(Items from a dataset)
** BEGIN **

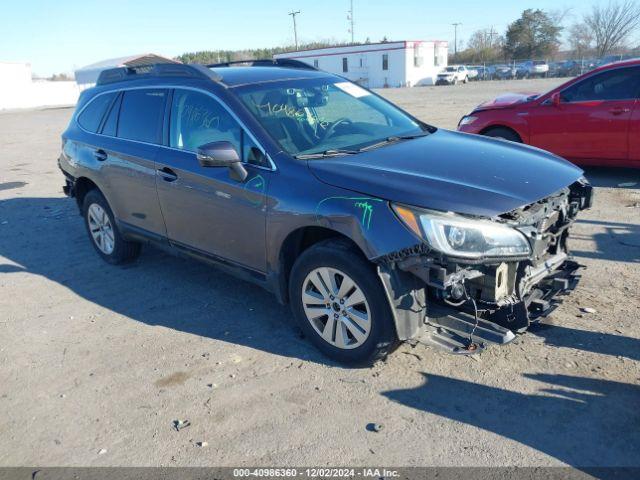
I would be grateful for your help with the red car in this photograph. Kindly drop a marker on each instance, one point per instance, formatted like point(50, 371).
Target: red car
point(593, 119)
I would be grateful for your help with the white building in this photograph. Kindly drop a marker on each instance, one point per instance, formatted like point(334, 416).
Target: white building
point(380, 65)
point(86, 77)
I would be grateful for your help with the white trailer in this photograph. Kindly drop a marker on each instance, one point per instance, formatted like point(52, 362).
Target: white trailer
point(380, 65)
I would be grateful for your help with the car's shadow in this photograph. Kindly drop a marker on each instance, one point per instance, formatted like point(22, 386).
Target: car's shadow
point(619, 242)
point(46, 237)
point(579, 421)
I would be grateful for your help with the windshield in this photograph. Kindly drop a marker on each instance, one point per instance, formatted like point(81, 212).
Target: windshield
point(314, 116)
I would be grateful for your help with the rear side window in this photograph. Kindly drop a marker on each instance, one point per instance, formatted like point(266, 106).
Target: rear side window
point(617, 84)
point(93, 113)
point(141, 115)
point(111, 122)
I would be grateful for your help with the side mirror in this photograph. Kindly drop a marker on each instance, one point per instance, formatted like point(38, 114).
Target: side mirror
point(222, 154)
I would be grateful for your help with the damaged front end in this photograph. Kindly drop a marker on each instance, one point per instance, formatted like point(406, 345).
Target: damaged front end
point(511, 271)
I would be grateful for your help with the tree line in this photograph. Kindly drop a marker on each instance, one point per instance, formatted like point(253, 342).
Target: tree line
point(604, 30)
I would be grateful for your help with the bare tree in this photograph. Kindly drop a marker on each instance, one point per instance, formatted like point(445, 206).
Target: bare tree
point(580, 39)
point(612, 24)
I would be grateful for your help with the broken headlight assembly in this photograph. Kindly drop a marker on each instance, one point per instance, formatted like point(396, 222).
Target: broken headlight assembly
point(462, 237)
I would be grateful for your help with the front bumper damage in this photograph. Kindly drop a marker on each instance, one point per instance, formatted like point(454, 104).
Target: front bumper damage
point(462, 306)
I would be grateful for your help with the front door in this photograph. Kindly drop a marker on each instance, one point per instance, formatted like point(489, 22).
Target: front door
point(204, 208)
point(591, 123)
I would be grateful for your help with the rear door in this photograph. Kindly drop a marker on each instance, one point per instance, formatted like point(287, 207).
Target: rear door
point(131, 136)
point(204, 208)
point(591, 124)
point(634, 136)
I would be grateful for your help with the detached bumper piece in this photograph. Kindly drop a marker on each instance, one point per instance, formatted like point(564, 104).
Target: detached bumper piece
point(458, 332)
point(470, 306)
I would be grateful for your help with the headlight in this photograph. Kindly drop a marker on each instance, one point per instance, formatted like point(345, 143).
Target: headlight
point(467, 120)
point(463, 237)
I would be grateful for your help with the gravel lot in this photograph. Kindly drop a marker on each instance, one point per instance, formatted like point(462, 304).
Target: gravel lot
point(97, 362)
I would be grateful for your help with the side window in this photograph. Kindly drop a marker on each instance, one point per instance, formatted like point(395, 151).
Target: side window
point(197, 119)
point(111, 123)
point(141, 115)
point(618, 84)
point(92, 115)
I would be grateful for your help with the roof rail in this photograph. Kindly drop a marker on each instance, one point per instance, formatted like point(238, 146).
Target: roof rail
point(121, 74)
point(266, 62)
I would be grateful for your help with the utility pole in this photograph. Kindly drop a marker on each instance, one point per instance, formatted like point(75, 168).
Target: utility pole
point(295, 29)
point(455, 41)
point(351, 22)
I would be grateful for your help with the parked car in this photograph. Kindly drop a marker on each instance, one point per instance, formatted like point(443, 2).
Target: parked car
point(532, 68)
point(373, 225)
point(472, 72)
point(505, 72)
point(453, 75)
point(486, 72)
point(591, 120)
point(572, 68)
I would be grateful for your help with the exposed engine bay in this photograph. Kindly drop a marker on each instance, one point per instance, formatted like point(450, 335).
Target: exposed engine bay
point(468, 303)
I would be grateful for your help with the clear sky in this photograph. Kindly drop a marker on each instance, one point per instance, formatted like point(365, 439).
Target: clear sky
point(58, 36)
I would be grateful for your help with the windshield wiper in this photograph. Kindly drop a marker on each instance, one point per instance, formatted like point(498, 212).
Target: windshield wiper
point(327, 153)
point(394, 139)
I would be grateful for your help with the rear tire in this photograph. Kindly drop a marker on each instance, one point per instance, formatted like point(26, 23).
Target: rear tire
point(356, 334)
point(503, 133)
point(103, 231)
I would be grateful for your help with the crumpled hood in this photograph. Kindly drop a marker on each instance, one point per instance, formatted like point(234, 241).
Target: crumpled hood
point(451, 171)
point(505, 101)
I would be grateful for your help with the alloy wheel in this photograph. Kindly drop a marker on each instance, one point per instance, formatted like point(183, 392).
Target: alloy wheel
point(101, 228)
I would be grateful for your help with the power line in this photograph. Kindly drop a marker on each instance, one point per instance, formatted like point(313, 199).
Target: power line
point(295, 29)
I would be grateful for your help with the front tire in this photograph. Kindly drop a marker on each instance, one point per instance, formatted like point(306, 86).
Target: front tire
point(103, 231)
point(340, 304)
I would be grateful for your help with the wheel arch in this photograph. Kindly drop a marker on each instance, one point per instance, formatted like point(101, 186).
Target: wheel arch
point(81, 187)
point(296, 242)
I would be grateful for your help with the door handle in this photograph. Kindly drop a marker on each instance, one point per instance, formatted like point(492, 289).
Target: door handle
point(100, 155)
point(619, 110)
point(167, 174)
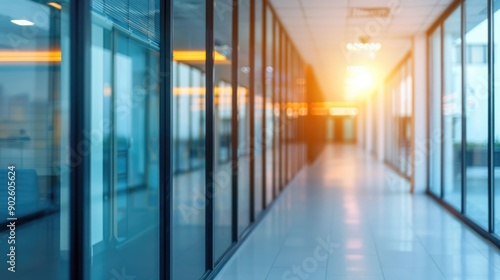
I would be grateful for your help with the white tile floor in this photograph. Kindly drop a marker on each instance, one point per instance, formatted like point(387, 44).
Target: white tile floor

** END **

▶ **THE PROBLEM**
Turn the lines above into a numbered list, leaving out any blank lines. Omit the pictures from your answer.

▶ **ANSWER TO THE PROBLEM**
1. I would be grateful for your help with the red car in this photograph. Kindly drop a marker on each instance, one point per instance, formatted like point(50, 371).
2. Target: red car
3. point(593, 119)
4. I would be grateful for your help with the white building in this photograph. Kindly drop a marker on each instance, one point per instance, formatted like point(334, 416).
5. Target: white building
6. point(380, 65)
7. point(86, 77)
8. I would be grateful for your help with the white trailer in this photograph. Kindly drop a marker on each instance, one point per instance, formatted like point(52, 362).
9. Target: white trailer
10. point(380, 65)
11. I would be grateful for your help with the car's shadow in this photograph. Kindly drop a marker on each instance, one point per instance, formatted like point(22, 386).
12. Target: car's shadow
13. point(619, 242)
14. point(46, 237)
15. point(579, 421)
16. I would be grateful for your help with the windshield in this photograph. Kindly drop a marker on each instance, one point per instance, formatted like point(81, 212).
17. Target: windshield
18. point(314, 116)
19. I would be grateful for your help with the rear side window in this photograph. Kindly drop a marker on each instance, one point per instance, formatted like point(266, 106).
20. Target: rear side window
21. point(617, 84)
22. point(93, 113)
23. point(141, 115)
24. point(111, 122)
25. I would be grateful for your help with the side mirror in this photograph. Kindly drop a marker on each instance, one point per instance, formatted like point(38, 114).
26. Target: side mirror
27. point(222, 154)
28. I would be grateful for your help with the damaged front end in this photograph. Kindly drop a marker on each instance, one point per instance, formatted like point(406, 345).
29. Target: damaged front end
30. point(511, 271)
31. I would be grateful for your help with the tree line in this photograph. Kindly drop a marker on each instance, one point per instance, formatted like point(253, 342).
32. Target: tree line
33. point(604, 30)
34. I would be grateful for your help with the bare tree in this photograph. Kindly drop a marker on each instance, one point per instance, formatted like point(445, 206).
35. Target: bare tree
36. point(580, 39)
37. point(612, 24)
38. I would be grateful for your help with the broken headlight assembly in this photograph. Kindly drop a marker on each instance, one point per instance, formatted like point(396, 222).
39. Target: broken headlight assembly
40. point(462, 237)
41. I would be grateful for your help with the front bumper damage in this photograph. Kindly drop a marker on each instance, one point per instance, formatted like point(454, 104).
42. Target: front bumper damage
43. point(462, 306)
44. I would be grateful for your help with the front door in this photograph. Kindly drop a marker on each instance, one point per instance, formatted like point(489, 22).
45. Target: front door
46. point(204, 208)
47. point(591, 123)
48. I would be grateful for your help with the rear door in this photograph. Kindly drop a marker on each instance, one point per instance, formatted like point(287, 207).
49. Target: rear door
50. point(131, 136)
51. point(204, 208)
52. point(591, 124)
53. point(634, 136)
54. I would be grateful for your help with the detached bumper piece in this photograph. Kindly drop a marker on each instance, one point per instance, formatted like point(564, 104).
55. Target: detached bumper piece
56. point(458, 332)
57. point(470, 306)
58. I would be grateful for your help with the headlight in this photograph. Kindly drop a marker on each instance, one point per instance, formatted like point(345, 143).
59. Target: headlight
60. point(467, 120)
61. point(463, 237)
62. I would be grateful for your help with the gravel lot in this photograph. Kindly drop a marker on each instance, one point per instance, formatted like point(462, 304).
63. Target: gravel lot
64. point(97, 362)
65. I would be grateful for your help with the side window in this photograph. Kindly drop a marker on each instance, one point per instance, formatted like point(395, 151).
66. Target: side window
67. point(197, 119)
68. point(111, 123)
69. point(141, 115)
70. point(618, 84)
71. point(92, 115)
72. I would be grateful for your help with the roof rail in this photograph. Kindly drop a marker on each instance, one point per instance, formatted like point(238, 146).
73. Target: roof rail
74. point(121, 74)
75. point(266, 62)
76. I would be grateful for your help with the utility pole in this photograph. Kindly drop a marker on each instance, one point per instance, formatted like point(75, 168).
77. Target: utility pole
78. point(295, 29)
79. point(455, 41)
80. point(351, 22)
81. I would be grateful for your help with the parked car in this photograph. Kindly drop a marker on each instance, one point per instance, formatted like point(443, 2).
82. Target: parked car
83. point(532, 68)
84. point(373, 225)
85. point(472, 72)
86. point(505, 72)
87. point(453, 75)
88. point(486, 72)
89. point(591, 120)
90. point(572, 68)
91. I would be grateful for your help with the exposed engine bay in this photograph. Kindly drop a marker on each instance, one point per instance, formatted like point(450, 335).
92. Target: exposed engine bay
93. point(468, 303)
94. I would be grateful for your help with the clear sky in this photograph. Kindly drop a marker on each instance, one point per instance, formatted like point(365, 439).
95. Target: clear sky
96. point(58, 36)
97. I would be grateful for your help with the windshield wiper in this photograph. Kindly drop a marker on each instance, one point per instance, formatted like point(498, 212).
98. Target: windshield wiper
99. point(327, 153)
100. point(394, 139)
101. I would be grateful for your help with the rear tire in this photograph. Kindly drop a marker on each instance, one point per instance, formatted like point(26, 23).
102. Target: rear tire
103. point(356, 334)
104. point(503, 133)
105. point(103, 231)
106. I would be grateful for your help with the crumpled hood in this photograph. Kindly drop a marker on each instance, one point per instance, formatted like point(234, 241).
107. Target: crumpled hood
108. point(451, 171)
109. point(505, 101)
110. I would be grateful for your help with the alloy wheel in this photograph. Kindly drop a marker on each instance, one point per instance, formatted like point(183, 392).
111. Target: alloy wheel
112. point(101, 228)
113. I would be grateful for your help with the power line in this photograph. Kindly drop a marker on each instance, one point per instance, formatted like point(313, 199).
114. Target: power line
115. point(295, 29)
116. I would be grateful for your help with the front tire in this photograph. Kindly drop a marker on each instance, one point per instance, formatted like point(306, 86).
117. Target: front tire
118. point(103, 231)
119. point(340, 304)
120. I would be grateful for your help with the wheel arch in this photograph. Kindly drop a marker on each instance, one point per instance, formatted like point(101, 186).
121. Target: wheel arch
122. point(81, 187)
123. point(296, 242)
124. I would be grateful for your help with the door handle in this photograph. Kindly drop a marker on each instance, one point per instance, formatted like point(492, 289).
125. Target: door handle
126. point(100, 155)
127. point(619, 110)
128. point(167, 174)
129. I would be grateful for your help with the white tile floor in this photograph. Kindly drop a marker on each instance, one point per instance, formatted like point(387, 44).
130. Target: white tile floor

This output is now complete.